__BRIEF__: Exclude images and print all the records verbatim.

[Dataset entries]
= = = =

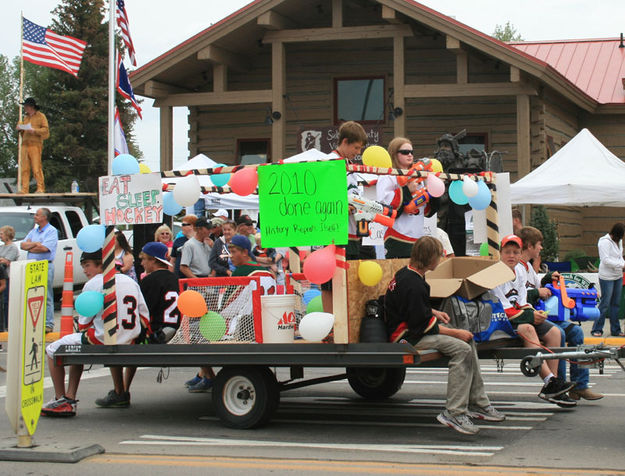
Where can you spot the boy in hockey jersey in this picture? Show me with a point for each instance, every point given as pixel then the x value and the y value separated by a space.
pixel 409 316
pixel 132 314
pixel 531 325
pixel 573 334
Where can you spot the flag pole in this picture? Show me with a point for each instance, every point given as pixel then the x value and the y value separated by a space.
pixel 111 95
pixel 19 135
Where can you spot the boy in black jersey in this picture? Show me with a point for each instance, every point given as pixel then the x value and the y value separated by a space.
pixel 410 317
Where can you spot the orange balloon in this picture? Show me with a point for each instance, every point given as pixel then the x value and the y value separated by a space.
pixel 192 304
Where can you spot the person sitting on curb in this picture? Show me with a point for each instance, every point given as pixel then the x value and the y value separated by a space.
pixel 531 325
pixel 573 334
pixel 410 317
pixel 132 314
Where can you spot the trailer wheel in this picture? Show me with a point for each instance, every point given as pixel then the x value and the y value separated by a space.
pixel 376 383
pixel 526 367
pixel 245 397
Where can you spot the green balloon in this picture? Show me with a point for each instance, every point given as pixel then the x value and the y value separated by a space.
pixel 212 326
pixel 315 305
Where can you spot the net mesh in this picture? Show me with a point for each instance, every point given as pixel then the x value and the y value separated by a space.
pixel 230 317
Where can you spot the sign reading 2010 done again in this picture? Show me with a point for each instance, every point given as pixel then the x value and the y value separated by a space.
pixel 131 199
pixel 303 204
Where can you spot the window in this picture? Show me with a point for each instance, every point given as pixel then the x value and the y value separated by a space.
pixel 74 222
pixel 253 151
pixel 359 99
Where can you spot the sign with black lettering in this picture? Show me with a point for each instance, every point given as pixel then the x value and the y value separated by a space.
pixel 303 204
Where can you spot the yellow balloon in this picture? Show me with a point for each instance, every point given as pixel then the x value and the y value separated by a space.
pixel 376 156
pixel 436 165
pixel 369 273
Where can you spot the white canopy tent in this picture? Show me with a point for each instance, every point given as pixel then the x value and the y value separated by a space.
pixel 583 173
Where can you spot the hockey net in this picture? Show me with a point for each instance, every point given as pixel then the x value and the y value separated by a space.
pixel 234 311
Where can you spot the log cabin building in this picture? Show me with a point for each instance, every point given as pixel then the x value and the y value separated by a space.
pixel 257 82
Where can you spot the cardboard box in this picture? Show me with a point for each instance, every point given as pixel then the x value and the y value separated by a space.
pixel 467 276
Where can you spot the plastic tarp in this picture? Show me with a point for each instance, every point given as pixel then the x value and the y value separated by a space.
pixel 583 173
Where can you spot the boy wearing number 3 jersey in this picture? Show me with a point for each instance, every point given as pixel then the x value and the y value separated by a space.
pixel 132 314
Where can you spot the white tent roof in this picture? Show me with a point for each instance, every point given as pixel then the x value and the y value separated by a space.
pixel 583 173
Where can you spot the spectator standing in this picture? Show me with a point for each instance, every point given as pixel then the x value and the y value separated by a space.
pixel 188 222
pixel 41 243
pixel 9 252
pixel 611 266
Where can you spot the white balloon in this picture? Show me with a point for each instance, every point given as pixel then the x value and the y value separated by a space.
pixel 469 187
pixel 187 191
pixel 315 326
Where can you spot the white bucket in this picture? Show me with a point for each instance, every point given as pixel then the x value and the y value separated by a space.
pixel 278 313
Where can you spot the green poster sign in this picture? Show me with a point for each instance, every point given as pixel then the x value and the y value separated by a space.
pixel 303 204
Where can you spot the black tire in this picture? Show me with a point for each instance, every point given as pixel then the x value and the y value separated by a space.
pixel 527 369
pixel 245 397
pixel 376 383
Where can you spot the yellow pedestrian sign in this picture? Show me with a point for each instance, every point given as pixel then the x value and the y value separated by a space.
pixel 34 316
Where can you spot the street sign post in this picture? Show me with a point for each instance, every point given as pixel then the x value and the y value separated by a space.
pixel 25 359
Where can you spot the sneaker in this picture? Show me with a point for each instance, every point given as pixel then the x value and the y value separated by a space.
pixel 488 413
pixel 114 400
pixel 194 381
pixel 563 401
pixel 460 423
pixel 62 407
pixel 203 386
pixel 554 388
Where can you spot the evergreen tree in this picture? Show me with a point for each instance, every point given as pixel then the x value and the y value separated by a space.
pixel 507 32
pixel 77 108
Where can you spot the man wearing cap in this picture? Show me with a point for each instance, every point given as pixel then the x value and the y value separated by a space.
pixel 196 252
pixel 33 130
pixel 132 315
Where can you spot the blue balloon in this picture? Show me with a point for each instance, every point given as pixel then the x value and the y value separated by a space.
pixel 310 295
pixel 90 238
pixel 125 164
pixel 483 197
pixel 170 206
pixel 456 194
pixel 219 180
pixel 89 303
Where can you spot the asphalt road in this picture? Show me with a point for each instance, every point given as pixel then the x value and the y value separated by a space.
pixel 328 429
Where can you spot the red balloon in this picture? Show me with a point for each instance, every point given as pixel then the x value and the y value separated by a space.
pixel 192 304
pixel 320 265
pixel 243 182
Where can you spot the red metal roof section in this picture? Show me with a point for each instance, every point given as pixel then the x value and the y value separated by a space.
pixel 597 67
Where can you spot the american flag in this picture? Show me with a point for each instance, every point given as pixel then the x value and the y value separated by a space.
pixel 46 48
pixel 122 22
pixel 124 87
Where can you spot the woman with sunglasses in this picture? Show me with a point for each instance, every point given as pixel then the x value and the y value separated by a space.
pixel 407 228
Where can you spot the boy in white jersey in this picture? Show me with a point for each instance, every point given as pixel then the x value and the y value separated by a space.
pixel 131 311
pixel 573 334
pixel 531 325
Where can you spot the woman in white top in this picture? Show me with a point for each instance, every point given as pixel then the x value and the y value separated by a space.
pixel 407 228
pixel 611 267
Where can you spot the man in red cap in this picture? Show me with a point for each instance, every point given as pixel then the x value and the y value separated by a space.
pixel 34 130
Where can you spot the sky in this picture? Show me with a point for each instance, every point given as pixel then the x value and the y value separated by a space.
pixel 157 27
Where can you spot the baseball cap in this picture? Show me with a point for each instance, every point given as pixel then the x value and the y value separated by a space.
pixel 157 251
pixel 242 242
pixel 221 213
pixel 91 255
pixel 203 222
pixel 511 239
pixel 244 220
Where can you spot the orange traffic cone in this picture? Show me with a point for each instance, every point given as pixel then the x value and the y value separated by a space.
pixel 67 302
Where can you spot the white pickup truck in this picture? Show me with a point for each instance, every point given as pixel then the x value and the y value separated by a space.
pixel 67 220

= = = =

__SOLUTION BELOW__:
Where can you spot the boy in hockey jersey in this picture? Show me with a point for each instance, every point given as pixel then the x value and the y value separated by a space.
pixel 409 316
pixel 132 314
pixel 531 325
pixel 573 334
Where can you spot the flag pole in this picture? Show me with a point for each instance, every point given as pixel then the x value and the y value separated by a space.
pixel 111 95
pixel 19 135
Where can you spot the boy in black jersey in this picture? Show me with a point for each instance, every point given as pixel then the x value and the y value separated by a space.
pixel 410 317
Where can you spot the orange balloon in this picture? Show me with a point for each instance, every point given as pixel then the x value and the y value separated by a space.
pixel 192 304
Where can you spot the person sitting on curb in this picture? Show me with a point for each instance, every point given as pixel then the x value and the y value separated by a space.
pixel 531 325
pixel 573 334
pixel 410 317
pixel 132 314
Where can you spot the trailer wheel in this picture? Show me with a point for each instance, every point given as pixel then the x value and the y value separated by a space.
pixel 376 383
pixel 526 367
pixel 245 397
Where can you spot the green balloon in this picture? Show me with a point for each instance, every point given as pixel then the x value and the y value separated by a space.
pixel 212 326
pixel 315 305
Where can you spot the net mesh in this picture? Show me with a point for each instance, every point given as pixel then the x value and the y value separated by a space.
pixel 230 317
Where can you spot the sign reading 2010 done again in this picture? Show me with a point for each instance, every point given as pixel then the x value and the y value separated by a space.
pixel 131 199
pixel 303 204
Where can you spot the window in this picture? Show me with a point for each instance, every point given as pixel then the x value and the y value separated by a space.
pixel 74 222
pixel 253 151
pixel 359 99
Where can you spot the sign with black lettering in this picture? Show me with a point for each instance, every point given as pixel then the x value and the y value separated by a space.
pixel 303 204
Where can you spot the yellow balloon in this picture? Show me with a point for each instance, every point given as pixel then the x value and the y value separated by a space.
pixel 376 156
pixel 436 165
pixel 369 273
Where can you spot the white canopy tent in this picture? Show me with a point for each instance, every point given as pixel then the x value and the y value separated by a space.
pixel 583 173
Where can you spot the hockey net in this picture? Show me with a point for each instance, every point given as pixel then the x value and the y value separated by a space.
pixel 234 311
Where can you spot the log cabin building in this picture? Show me with a point for each instance, every point given as pixel then the x value and the y value separated by a space.
pixel 257 82
Where can you spot the cardboard box in this picture? Show me with a point for each instance, every point given as pixel then the x value and the y value separated by a space.
pixel 467 276
Where can you spot the plastic tarp in this picture? Show me with a point for each instance, every point given as pixel then the x value and the y value separated by a space.
pixel 583 173
Where can you spot the boy wearing number 3 jersey in this picture? Show me with a point for each instance, every point given as pixel then the x value and the y value separated by a space.
pixel 132 314
Where can you spot the white tent roof in this picture? Show me with a point for each instance, every point given as pixel then the x value and the y value separated by a space.
pixel 583 173
Where can you spot the spectator standing in this picture? Show me with a point for each instance, every point given as pixel then the x value and the y value separated by a space.
pixel 188 222
pixel 41 243
pixel 9 252
pixel 611 266
Where can you spot the white balloon in this picture? Show me with a point for each instance, every point given as pixel then the x value and the y value separated by a space.
pixel 469 187
pixel 187 191
pixel 315 326
Where can you spot the white bucket in this picture? Show me with a point for each instance, every point given as pixel then the x value and the y value separated by a space.
pixel 278 313
Where can you spot the green poster sign in this picture? Show me with a point for each instance, every point given as pixel then the x value and the y value separated by a space.
pixel 303 204
Where can you spot the black tire in this picture? Show me with a point for each instance, every point given as pixel then the x value and the y value separated by a space.
pixel 527 369
pixel 245 397
pixel 376 383
Where can you spot the yellow pedestrian sign in this picture? Show me with a point for each instance, every point given as pixel then the x value and the y value separated by a space.
pixel 34 316
Where can you spot the street sign post in this picture? Show me with a point for each instance, every point given as pixel then the x value and the y value separated by a space.
pixel 25 359
Where can you spot the sneaker in this picture? Show me with a point for each instance, every point given as pixel then the x value and the y value separated by a space.
pixel 488 413
pixel 114 400
pixel 194 381
pixel 563 401
pixel 460 423
pixel 62 407
pixel 203 386
pixel 554 388
Where can you spot the evergreen tree in this picture? Show me with a point for each instance, every point given as pixel then the x value and the y value separated by a space.
pixel 507 32
pixel 77 108
Where can you spot the man wearing cap in this picture? Show me with a point for each instance, every point given as pixel then the x value and the y value separated by a space.
pixel 196 252
pixel 33 130
pixel 132 315
Where can you spot the blue balloon in this picture? Show me with a point for each instance, every point given as pixel then the x value and the y value separated by a space.
pixel 310 295
pixel 90 238
pixel 125 164
pixel 483 197
pixel 170 206
pixel 456 194
pixel 219 180
pixel 89 303
Where can you spot the asphalt road in this picture? Show me with a point for each instance, every point given as pixel then the x value and the y value separated by a space.
pixel 328 429
Where can you spot the red balloon in this picture? Show me with a point for each instance, every point given as pixel then the x value and the y value separated by a space.
pixel 192 304
pixel 320 265
pixel 243 182
Where can you spot the red metal roof section in this picture? Show me with a point for each instance, every point given as pixel then the x value and the y value separated by a space.
pixel 597 67
Where can you spot the american flag in this picture? Show me with a point for each instance, every point given as pixel then the x value and the y value separated by a space.
pixel 46 48
pixel 122 22
pixel 124 87
Where can you spot the woman with sunglasses in this picture? Show me with a point for each instance, every point given as pixel then the x value and the y value separated by a space.
pixel 407 228
Where can you spot the boy in white jersey in this picture? Show me with a point for each instance, every point given as pixel then the x value and the y value separated by a space.
pixel 131 311
pixel 573 334
pixel 531 325
Where can you spot the woman in white top in this picture? Show me with a point for each instance, every point given as pixel then the x value and the y value separated by a space.
pixel 407 228
pixel 611 267
Where can you spot the man in red cap in this picture? Show me with a point for each instance, every point given as pixel then the x value and the y value separated by a space.
pixel 34 130
Where can you spot the sky in this picture? Show me with a point for each instance, every point given as pixel then the x value and the y value separated by a space.
pixel 157 27
Where can you spot the baseball cap in this picture? Show me with a point for each instance, every point given as pixel then the x value and the y value separated by a space.
pixel 157 251
pixel 242 242
pixel 221 213
pixel 91 255
pixel 203 222
pixel 511 239
pixel 244 220
Where can you spot the orange traffic cone in this picture? Show me with a point for each instance, every point given as pixel then the x value and the y value separated by a space.
pixel 67 302
Where can you spot the white pickup truck in this picture? Show me with a point for each instance, every point given as pixel then the x value and the y value separated by a space.
pixel 67 220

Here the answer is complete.